WORK TO BE COMPLETED
Rewrite the listing below as a numbered list, one line per item, leaving out any blank lines.

Entries from an annotation dataset
──────────

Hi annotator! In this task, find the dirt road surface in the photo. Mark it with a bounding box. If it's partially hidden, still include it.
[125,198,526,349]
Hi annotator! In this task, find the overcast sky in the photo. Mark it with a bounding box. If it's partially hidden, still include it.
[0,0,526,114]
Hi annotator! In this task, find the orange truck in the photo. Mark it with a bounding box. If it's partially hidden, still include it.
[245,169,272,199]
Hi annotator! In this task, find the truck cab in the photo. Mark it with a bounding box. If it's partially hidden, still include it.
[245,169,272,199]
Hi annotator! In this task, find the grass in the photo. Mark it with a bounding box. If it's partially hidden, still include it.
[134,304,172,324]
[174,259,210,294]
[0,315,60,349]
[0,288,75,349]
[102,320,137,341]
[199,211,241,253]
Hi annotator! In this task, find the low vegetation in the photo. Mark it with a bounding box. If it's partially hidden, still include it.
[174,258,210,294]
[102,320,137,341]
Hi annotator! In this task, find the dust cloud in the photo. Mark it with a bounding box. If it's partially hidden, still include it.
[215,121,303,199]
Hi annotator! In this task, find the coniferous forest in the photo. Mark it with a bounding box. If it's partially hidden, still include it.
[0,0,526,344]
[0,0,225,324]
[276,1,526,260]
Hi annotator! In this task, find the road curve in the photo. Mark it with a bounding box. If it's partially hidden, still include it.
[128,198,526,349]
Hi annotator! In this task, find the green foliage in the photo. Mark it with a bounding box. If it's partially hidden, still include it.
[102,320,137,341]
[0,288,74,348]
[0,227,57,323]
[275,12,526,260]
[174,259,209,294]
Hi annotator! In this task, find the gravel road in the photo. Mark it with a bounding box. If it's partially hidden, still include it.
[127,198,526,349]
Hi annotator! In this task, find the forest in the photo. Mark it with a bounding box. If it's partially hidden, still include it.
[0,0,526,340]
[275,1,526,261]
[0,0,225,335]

──────────

EXERCISE OUTPUT
1. Hi annotator! In this task, find the dirt road surface in the photo. Mark it with a bounding box. If it's partially hidden, still include it.
2. [125,198,526,349]
3. Hi annotator! In this task, find the overcast sky in the photo. Mark it with a bounding box. If it's partially hidden, still include it.
4. [0,0,526,114]
5. Hi annotator! In this task, find the orange truck in the photo. Mark it with a bounding box. If it's partially hidden, still include it.
6. [245,169,272,199]
7. Hi annotator! In this task, find the truck cab in the photo. Mark it with a bounding box. If it's partially hidden, still include it.
8. [245,169,272,199]
9. Hi annotator! In this task, find the grass in the photo. Mark it with a bounding box. If it's partially hidden, still include it.
10. [134,304,172,324]
11. [174,259,210,294]
12. [0,315,60,349]
13. [0,288,75,349]
14. [102,320,137,341]
15. [199,211,241,253]
16. Hi annotator! In this task, find the low vegetation in the photo. Mark it with a bounding box. If it's partially hidden, still include it.
17. [174,258,210,294]
18. [102,320,137,341]
19. Hi annotator! In this task, find the dust cloud in the photo. Mark it with a bounding box. If it's partially hidden, still include it.
20. [215,121,303,199]
21. Hi annotator! In this task, find the coniferous forest in the photo. Mark it with a bounding box. If it's partially hidden, still include it.
22. [0,0,526,344]
23. [0,0,225,324]
24. [276,1,526,260]
25. Hi annotator! In this task, find the road curve in the photo. Mark it with a bounding box. If it's partially hidden, still include it.
26. [128,198,526,349]
27. Hi annotator! In this task, find the green foliage in the photo. Mark it with a bounding box. If it's partially hidden, still include it.
28. [102,320,137,341]
29. [0,288,74,348]
30. [0,227,57,323]
31. [275,12,526,260]
32. [174,259,209,294]
33. Hi annotator! In this task, find the gravel road in the photo. Mark it with a bounding box. If it's partially hidden, still include it.
34. [127,198,526,349]
35. Hi annotator! In this task, find the forest in the photo. Mark it with a bounding box. If it's partially hidden, still include it.
36. [0,0,526,340]
37. [275,1,526,261]
38. [0,0,225,335]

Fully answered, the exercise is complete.